원본 문서
>>>>>
Split View: [컴파일러] 01. 컴파일러의 구조와 동작 원리

[컴파일러] 01. 컴파일러의 구조와 동작 원리

컴파일러의 구조와 동작 원리

컴파일러는 소스 프로그램(source program)을 입력받아 목적 프로그램(target program)으로 변환하는 프로그램입니다. 이 글에서는 컴파일러의 전체 구조를 이루는 각 단계를 하나씩 살펴보겠습니다.

1. 언어 처리기(Language Processor)의 종류

프로그래밍 언어를 처리하는 시스템에는 여러 형태가 있습니다.

컴파일러(Compiler): 소스 코드 전체를 목적 코드로 번역한 뒤 실행합니다.
인터프리터(Interpreter): 소스 코드를 한 문장씩 해석하며 바로 실행합니다.
하이브리드 방식: Java처럼 먼저 바이트코드로 컴파일한 뒤 JVM이 인터프리트하는 방식입니다.

컴파일러와 인터프리터의 핵심 차이를 정리하면 다음과 같습니다.

[컴파일러]
  소스 프로그램 --> [컴파일러] --> 목적 프로그램 --> [실행] --> 출력

[인터프리터]
  소스 프로그램 + 입력 --> [인터프리터] --> 출력

컴파일러는 번역 과정이 오래 걸리지만, 한번 컴파일된 목적 코드는 빠르게 실행됩니다. 인터프리터는 번역 없이 바로 실행할 수 있지만, 실행 속도가 상대적으로 느립니다.

2. 컴파일러의 전체 구조

컴파일러는 크게 분석(Analysis) 부분과 합성(Synthesis) 부분으로 나뉩니다.

              소스 프로그램
                   |
                   v
         +-------------------+
         |  어휘 분석         |  (Lexical Analysis)
         +-------------------+
                   |  토큰 스트림
                   v
         +-------------------+
         |  구문 분석         |  (Syntax Analysis)
         +-------------------+
                   |  구문 트리
                   v
         +-------------------+
         |  의미 분석         |  (Semantic Analysis)
<<<<<
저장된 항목
>>>>>
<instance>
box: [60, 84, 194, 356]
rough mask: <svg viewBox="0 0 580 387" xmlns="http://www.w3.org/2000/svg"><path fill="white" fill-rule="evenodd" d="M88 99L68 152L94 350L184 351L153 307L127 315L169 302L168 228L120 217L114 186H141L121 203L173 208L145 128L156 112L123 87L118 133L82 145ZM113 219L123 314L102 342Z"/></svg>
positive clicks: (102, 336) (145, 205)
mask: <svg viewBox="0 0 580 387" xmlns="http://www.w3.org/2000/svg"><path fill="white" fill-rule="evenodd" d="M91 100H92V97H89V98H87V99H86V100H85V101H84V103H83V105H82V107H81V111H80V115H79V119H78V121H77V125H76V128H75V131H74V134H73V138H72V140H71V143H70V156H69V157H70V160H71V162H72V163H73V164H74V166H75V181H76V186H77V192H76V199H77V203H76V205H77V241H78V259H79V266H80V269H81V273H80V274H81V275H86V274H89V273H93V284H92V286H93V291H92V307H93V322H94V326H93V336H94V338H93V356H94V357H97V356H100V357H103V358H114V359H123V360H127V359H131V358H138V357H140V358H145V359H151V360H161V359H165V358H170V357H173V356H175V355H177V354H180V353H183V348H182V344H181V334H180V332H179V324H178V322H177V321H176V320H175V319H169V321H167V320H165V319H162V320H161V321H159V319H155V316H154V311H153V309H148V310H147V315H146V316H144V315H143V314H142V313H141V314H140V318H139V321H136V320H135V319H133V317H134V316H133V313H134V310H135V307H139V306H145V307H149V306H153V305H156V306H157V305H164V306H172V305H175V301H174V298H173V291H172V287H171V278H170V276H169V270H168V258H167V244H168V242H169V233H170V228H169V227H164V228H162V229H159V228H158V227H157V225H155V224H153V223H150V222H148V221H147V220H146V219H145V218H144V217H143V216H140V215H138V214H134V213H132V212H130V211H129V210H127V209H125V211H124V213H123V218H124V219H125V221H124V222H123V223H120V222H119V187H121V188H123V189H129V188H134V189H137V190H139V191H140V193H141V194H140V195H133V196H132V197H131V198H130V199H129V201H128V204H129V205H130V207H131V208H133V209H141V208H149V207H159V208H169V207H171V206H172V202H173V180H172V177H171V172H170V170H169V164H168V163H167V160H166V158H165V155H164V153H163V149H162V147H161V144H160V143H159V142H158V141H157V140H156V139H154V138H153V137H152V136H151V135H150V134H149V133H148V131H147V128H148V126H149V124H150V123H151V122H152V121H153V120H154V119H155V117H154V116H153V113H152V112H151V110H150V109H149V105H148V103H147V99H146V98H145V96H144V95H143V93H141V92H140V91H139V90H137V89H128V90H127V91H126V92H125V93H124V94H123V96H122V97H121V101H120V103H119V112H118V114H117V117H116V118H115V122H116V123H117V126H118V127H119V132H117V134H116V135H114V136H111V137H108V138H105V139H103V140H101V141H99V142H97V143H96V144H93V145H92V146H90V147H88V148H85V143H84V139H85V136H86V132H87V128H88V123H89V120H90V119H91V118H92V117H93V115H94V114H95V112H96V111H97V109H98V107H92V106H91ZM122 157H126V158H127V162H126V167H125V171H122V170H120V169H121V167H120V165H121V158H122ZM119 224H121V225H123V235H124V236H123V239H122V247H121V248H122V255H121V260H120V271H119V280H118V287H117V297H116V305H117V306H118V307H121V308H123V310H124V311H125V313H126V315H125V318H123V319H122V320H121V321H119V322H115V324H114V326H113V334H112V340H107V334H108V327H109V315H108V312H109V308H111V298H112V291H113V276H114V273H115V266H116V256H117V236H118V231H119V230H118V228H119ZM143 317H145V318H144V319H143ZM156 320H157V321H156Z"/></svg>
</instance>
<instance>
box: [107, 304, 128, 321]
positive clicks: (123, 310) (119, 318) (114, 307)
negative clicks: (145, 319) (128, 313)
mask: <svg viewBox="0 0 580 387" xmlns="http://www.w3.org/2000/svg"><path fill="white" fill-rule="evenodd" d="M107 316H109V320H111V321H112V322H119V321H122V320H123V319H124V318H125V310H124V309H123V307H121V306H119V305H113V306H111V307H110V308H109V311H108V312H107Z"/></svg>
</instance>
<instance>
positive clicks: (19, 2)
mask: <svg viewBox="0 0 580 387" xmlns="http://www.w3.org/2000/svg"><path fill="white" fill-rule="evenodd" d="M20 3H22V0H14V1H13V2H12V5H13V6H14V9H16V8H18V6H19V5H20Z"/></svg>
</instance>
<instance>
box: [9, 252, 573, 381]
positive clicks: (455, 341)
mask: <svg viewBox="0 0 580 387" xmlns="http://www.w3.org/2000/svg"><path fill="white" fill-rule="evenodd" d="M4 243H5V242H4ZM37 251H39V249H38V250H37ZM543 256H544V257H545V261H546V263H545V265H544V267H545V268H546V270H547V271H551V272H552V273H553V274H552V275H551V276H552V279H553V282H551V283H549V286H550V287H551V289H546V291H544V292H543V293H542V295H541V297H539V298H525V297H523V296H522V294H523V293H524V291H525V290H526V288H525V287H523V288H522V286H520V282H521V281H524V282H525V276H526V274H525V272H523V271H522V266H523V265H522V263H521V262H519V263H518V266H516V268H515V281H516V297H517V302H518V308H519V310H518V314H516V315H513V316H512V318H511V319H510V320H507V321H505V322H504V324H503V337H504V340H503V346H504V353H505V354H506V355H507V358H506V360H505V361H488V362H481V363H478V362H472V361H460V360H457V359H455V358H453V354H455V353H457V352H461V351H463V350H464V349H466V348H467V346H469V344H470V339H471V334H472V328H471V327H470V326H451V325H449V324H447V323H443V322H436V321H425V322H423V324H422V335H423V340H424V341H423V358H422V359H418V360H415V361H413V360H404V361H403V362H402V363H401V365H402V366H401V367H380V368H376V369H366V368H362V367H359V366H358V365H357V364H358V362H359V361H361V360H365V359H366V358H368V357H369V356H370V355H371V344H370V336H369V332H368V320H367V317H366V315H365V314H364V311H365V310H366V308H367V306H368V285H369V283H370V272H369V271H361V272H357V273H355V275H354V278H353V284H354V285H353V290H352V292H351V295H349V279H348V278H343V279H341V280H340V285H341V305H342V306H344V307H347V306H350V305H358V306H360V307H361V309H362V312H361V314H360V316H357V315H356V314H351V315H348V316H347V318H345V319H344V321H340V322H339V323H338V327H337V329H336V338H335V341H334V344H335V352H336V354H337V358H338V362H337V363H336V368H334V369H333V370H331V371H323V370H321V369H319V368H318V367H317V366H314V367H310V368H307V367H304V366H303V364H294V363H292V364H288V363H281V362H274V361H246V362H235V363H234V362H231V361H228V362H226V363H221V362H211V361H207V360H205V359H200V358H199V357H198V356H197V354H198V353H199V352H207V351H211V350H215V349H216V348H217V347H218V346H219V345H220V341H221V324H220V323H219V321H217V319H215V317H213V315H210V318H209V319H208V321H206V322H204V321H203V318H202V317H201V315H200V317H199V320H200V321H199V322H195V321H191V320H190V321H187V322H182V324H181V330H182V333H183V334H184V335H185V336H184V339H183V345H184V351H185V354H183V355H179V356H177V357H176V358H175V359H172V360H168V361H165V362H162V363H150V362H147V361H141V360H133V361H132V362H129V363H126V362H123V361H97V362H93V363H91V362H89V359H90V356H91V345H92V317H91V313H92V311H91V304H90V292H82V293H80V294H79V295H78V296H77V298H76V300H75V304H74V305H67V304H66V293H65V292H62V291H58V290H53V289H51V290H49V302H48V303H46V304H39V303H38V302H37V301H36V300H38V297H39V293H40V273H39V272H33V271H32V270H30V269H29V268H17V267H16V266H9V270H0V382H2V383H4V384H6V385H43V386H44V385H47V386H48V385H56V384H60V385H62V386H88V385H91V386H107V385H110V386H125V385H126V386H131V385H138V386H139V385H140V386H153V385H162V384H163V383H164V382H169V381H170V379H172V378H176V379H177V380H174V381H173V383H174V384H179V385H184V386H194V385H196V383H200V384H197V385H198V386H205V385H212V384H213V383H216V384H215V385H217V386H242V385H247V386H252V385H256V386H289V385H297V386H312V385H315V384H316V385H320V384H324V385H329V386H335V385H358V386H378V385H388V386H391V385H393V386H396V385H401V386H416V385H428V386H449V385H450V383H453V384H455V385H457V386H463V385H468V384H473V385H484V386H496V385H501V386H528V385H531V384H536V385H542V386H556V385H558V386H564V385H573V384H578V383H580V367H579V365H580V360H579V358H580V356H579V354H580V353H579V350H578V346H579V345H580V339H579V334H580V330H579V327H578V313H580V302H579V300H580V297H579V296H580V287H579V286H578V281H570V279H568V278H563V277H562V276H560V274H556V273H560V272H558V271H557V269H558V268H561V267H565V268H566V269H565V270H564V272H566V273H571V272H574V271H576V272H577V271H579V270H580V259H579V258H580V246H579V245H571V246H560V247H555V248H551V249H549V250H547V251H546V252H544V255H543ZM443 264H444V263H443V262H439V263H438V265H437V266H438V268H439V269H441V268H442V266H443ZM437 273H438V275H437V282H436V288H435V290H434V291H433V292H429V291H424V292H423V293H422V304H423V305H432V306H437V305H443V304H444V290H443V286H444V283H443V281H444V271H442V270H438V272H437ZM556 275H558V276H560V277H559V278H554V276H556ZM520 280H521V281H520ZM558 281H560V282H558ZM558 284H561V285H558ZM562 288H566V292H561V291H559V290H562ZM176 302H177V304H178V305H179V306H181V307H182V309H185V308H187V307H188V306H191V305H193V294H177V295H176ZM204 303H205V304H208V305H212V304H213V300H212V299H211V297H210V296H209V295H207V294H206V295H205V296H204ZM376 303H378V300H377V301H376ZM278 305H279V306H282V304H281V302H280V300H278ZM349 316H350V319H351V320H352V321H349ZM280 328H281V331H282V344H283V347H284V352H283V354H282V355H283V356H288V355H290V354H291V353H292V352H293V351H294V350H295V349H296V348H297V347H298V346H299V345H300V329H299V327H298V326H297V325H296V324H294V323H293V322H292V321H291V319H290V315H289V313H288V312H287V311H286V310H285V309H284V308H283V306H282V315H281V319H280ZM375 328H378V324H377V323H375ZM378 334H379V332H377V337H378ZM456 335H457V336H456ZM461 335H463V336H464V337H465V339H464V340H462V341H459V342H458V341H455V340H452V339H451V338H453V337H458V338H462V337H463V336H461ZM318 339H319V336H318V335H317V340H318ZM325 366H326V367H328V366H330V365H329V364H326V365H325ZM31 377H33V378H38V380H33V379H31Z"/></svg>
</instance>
<<<<<
해야 할 일
위의 컴파일러 구조 글에서 "컴파일러는 소스 프로그램(source"부터 "여러 형태가 있습니다."까지를 한 글자도 바꾸지 말고 옮겨 적으세요.

작업 결과
컴파일러는 소스 프로그램(source program)을 입력받아 목적 프로그램(target program)으로 변환하는 프로그램입니다. 이 글에서는 컴파일러의 전체 구조를 이루는 각 단계를 하나씩 살펴보겠습니다.

1. 언어 처리기(Language Processor)의 종류

프로그래밍 언어를 처리하는 시스템에는 여러 형태가 있습니다.